Exercise instructions:
1) In the passage about shame and abuse, what has the first patient been able to give up?
2) List the three words the first patient uses to describe himself in his quoted statement in the passage about shame and abuse.
3) Rewrite the paragraph beginning "Another similarly self-hating patient" from the passage about shame and abuse as a short bulleted list that keeps its main facts.

-------- Extract to read

When a sense of personal dignity has been stolen or destroyed early in life it may manifest itself also in an inability to claim a sense of compassion and respect for the resultant handicap and emotional suffering. A patient who had been sexually abused and went through a lengthy bout with drugs and alcohol, states that although he was able to give up drugs, he hasn’t been able to give up hating himself. He says: I am not sick; I am just lazy, and weak. He clearly cannot own his suffering and handicap with compassion and dignity, but with shame he is looking instead upon himself as morally deficient. It is the shame that stops him from owning and dignifying his trouble with compassion.

Another similarly self-hating patient is aware that he has been weakened by shame, and sees a way out in belligerent revenge—in striking back at the sibling who sexually abused him. Rather then grieving, he engages in violent fantasies and thus walks around continually angry. His whole value system and personality seem rooted in his powerful investment in revenge. In therapy, he speaks about how much he despises himself in the memory of his helplessness.

----------------
-------- Material provided

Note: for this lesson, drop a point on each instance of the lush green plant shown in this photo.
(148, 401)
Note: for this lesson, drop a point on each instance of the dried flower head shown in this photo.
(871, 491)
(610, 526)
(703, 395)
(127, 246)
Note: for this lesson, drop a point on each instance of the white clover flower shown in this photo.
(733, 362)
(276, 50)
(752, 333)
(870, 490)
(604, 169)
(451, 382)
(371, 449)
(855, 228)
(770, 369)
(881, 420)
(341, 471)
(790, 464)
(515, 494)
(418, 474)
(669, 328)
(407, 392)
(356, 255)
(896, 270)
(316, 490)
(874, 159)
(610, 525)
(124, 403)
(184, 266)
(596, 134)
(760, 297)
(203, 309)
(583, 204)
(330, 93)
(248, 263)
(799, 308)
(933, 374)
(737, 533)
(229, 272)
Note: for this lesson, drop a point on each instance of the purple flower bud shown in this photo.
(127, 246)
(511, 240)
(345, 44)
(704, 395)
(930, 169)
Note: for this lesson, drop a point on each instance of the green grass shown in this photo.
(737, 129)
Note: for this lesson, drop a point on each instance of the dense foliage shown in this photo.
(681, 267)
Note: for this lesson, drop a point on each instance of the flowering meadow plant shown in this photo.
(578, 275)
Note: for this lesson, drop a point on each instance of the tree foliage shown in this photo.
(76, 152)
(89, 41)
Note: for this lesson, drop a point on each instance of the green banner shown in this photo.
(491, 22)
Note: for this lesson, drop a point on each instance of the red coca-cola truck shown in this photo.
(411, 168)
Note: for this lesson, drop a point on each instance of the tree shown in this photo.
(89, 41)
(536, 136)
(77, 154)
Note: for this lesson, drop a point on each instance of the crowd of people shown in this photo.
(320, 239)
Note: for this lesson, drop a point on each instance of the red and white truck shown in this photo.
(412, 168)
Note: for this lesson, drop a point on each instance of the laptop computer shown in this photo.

----------------

Completed exercise:
1) He has been able to give up drugs.

2)
- sick (which he says he is not)
- lazy
- weak

3)
- The patient hates himself and knows shame has weakened him.
- He sees a way out in belligerent revenge against the sibling who sexually abused him.
- Instead of grieving, he has violent fantasies and is continually angry.
- His whole value system and personality seem rooted in his investment in revenge.
- In therapy, he says he despises himself when he remembers his helplessness.